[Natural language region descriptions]
· · · ·

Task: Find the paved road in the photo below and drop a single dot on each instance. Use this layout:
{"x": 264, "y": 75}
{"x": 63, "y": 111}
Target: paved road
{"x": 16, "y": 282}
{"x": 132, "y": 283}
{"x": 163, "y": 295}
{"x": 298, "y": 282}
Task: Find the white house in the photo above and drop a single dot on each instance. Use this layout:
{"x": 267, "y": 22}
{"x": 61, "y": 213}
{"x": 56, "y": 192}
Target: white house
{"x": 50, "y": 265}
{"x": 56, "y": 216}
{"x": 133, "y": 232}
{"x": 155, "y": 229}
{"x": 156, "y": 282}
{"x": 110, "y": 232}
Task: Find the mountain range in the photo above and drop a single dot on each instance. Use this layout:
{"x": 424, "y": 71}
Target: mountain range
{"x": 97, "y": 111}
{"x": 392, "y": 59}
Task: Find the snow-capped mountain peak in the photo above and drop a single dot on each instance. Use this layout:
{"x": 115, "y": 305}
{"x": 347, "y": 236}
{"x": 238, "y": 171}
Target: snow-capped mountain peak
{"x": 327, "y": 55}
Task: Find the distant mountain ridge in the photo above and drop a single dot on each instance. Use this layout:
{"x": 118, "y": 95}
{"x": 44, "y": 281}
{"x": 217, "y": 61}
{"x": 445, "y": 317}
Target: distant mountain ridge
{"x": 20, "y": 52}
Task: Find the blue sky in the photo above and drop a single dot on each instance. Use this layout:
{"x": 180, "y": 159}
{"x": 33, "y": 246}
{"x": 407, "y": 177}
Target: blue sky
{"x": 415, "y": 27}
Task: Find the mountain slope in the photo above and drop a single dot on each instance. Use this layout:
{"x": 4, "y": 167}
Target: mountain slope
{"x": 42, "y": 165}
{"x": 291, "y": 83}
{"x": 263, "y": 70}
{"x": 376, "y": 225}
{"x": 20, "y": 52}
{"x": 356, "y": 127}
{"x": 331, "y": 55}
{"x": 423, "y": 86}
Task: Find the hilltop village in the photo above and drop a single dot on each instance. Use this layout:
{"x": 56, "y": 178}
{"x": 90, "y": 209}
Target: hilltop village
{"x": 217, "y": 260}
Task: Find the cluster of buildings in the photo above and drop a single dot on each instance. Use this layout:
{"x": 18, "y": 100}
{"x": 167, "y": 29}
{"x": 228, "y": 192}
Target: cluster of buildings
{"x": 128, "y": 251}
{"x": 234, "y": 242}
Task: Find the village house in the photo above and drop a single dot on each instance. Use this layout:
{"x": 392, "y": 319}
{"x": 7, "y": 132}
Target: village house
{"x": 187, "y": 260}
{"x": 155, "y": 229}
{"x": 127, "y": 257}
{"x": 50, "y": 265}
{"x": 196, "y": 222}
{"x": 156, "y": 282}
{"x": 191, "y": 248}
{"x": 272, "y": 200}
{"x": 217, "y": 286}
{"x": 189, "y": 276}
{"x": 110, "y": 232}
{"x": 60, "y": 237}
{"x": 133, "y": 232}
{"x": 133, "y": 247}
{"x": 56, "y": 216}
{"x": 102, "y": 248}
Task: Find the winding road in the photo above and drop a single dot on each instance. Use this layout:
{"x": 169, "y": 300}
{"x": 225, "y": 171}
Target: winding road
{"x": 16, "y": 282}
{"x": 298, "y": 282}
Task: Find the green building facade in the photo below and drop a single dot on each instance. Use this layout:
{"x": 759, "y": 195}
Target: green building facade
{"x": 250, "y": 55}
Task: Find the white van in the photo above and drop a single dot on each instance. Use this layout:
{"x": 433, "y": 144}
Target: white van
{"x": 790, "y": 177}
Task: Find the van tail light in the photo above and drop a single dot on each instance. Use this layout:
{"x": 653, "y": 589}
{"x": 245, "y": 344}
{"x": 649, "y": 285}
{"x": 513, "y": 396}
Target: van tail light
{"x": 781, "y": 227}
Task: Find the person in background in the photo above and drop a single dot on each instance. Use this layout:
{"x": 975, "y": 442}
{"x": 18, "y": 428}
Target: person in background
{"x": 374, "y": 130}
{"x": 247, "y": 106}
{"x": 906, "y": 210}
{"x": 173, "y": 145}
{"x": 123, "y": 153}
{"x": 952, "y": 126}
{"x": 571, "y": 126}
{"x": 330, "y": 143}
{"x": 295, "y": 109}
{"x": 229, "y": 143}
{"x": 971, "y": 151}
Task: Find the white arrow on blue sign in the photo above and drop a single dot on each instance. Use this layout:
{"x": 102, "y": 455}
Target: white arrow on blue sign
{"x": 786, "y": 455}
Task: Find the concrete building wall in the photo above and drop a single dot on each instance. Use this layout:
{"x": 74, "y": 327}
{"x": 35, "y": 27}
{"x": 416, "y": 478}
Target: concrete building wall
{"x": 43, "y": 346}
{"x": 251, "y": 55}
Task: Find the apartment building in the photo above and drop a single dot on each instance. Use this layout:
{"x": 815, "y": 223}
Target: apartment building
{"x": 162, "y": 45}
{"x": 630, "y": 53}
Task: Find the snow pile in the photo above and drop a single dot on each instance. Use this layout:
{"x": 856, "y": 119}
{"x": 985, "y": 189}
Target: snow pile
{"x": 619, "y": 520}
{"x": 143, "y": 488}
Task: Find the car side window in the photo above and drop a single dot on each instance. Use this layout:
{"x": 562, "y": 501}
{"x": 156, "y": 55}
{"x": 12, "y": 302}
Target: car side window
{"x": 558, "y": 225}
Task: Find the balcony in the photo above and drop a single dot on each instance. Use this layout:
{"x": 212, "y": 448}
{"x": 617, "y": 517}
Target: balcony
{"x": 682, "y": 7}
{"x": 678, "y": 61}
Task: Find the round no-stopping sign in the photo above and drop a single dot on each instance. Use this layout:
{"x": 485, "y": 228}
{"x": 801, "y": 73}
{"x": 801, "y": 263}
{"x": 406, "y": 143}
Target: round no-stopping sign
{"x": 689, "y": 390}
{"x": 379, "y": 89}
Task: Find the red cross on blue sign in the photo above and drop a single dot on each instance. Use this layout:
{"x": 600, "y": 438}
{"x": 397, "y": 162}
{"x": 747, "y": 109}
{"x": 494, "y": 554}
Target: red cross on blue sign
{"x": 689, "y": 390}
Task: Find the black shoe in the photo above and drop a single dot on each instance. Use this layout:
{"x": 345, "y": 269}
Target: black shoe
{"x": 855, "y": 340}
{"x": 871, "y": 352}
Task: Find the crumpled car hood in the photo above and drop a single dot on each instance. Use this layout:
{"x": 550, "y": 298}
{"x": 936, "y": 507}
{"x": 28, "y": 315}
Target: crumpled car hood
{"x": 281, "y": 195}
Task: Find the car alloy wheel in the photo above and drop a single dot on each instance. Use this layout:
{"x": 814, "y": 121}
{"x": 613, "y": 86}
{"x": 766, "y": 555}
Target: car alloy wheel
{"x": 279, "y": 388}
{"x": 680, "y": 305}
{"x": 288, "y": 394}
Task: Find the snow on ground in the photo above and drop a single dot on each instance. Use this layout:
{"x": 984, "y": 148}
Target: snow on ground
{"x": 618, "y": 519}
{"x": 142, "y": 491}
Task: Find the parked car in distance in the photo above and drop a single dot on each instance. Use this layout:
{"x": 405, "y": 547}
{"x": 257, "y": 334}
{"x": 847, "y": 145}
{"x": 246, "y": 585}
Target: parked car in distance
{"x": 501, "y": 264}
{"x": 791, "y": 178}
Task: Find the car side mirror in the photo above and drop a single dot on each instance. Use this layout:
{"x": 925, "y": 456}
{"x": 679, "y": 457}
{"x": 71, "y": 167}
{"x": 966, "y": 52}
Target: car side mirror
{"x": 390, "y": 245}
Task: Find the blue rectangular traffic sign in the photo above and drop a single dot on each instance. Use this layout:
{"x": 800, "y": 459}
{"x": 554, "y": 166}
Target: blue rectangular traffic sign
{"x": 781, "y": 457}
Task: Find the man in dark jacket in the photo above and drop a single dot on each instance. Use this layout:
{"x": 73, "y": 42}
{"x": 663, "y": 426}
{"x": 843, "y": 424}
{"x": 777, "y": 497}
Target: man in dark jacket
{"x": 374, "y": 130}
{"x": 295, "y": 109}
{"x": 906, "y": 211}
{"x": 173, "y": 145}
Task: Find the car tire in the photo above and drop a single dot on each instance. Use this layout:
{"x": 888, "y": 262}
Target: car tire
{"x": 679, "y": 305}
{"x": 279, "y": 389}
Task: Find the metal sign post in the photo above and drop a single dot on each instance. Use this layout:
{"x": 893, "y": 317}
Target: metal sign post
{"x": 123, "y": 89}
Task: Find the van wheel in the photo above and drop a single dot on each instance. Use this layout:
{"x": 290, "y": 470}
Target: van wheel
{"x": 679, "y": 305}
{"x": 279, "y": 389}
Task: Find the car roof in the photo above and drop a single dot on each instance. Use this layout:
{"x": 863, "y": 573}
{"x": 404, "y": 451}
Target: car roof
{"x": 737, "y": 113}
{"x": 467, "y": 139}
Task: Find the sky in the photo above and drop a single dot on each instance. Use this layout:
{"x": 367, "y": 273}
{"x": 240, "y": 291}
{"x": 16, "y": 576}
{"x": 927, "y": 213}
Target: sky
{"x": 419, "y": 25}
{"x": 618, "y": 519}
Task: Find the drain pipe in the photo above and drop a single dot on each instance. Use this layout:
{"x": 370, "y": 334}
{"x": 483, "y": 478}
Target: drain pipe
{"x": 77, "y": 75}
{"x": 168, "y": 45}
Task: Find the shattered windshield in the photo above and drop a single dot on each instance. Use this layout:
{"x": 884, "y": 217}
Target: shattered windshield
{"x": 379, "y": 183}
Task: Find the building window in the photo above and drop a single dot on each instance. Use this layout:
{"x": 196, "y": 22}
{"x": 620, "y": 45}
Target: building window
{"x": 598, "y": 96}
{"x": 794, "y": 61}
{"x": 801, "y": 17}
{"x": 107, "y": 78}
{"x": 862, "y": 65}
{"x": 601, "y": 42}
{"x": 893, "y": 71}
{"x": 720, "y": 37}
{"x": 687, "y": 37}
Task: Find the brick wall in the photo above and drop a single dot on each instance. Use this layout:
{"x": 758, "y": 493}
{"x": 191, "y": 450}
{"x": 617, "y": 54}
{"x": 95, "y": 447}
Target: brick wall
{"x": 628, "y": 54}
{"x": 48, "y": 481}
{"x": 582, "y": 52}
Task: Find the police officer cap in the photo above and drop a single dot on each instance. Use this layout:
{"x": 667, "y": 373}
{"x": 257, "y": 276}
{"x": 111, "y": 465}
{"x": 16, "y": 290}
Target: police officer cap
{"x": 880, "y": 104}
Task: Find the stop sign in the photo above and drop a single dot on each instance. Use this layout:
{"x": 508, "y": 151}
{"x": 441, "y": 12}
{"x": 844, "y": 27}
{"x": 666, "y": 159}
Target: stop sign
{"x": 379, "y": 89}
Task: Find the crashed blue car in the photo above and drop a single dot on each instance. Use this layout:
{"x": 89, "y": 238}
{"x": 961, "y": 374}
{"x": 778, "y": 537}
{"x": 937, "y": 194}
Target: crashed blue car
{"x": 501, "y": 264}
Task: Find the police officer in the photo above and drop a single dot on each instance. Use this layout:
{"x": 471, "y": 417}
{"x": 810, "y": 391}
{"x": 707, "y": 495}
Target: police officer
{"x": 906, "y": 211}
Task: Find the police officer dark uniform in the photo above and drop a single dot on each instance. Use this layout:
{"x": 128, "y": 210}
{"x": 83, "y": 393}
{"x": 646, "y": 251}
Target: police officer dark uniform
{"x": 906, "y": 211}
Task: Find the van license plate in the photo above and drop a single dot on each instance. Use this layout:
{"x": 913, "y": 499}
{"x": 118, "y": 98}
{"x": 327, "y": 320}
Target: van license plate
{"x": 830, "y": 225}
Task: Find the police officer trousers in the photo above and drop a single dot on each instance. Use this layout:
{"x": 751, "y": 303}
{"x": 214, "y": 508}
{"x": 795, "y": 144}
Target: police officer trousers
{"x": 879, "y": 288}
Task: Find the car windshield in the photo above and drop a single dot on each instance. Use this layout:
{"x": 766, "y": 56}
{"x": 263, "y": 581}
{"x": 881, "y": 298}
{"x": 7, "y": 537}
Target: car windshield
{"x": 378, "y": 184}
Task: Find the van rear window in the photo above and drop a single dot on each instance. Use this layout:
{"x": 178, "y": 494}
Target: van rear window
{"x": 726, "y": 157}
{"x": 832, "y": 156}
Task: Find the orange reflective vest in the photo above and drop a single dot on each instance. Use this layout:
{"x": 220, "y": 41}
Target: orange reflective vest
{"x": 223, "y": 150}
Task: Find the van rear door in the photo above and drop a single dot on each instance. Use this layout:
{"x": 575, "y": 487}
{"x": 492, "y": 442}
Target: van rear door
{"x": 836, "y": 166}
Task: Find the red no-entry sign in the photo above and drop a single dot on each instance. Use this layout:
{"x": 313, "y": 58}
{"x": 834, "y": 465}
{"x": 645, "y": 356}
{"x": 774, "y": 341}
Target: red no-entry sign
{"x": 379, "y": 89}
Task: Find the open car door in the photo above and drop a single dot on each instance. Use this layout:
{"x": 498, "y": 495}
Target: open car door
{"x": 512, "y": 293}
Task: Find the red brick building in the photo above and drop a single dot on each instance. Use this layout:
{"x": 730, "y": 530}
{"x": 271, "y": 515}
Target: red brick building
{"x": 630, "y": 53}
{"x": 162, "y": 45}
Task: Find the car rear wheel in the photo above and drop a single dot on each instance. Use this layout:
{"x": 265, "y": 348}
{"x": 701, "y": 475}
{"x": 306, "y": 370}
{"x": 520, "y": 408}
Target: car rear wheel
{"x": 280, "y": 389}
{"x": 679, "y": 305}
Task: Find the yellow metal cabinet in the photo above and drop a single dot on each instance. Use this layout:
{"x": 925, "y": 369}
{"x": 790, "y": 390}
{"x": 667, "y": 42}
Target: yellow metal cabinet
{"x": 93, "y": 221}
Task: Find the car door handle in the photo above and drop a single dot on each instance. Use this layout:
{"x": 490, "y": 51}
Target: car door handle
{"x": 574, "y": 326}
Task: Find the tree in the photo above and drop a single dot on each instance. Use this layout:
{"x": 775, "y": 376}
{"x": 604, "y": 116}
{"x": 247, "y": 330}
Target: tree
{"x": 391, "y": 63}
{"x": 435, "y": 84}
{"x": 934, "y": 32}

· · · ·

» **TASK REQUIREMENTS**
For every line above that includes the string "below", copy the line.

» **EXERCISE OUTPUT**
Task: Find the paved road in the photo below and drop a single dot on each instance. Use this layout:
Task: Find the green building facade in the photo below and drop a single dot on each instance. Use this layout:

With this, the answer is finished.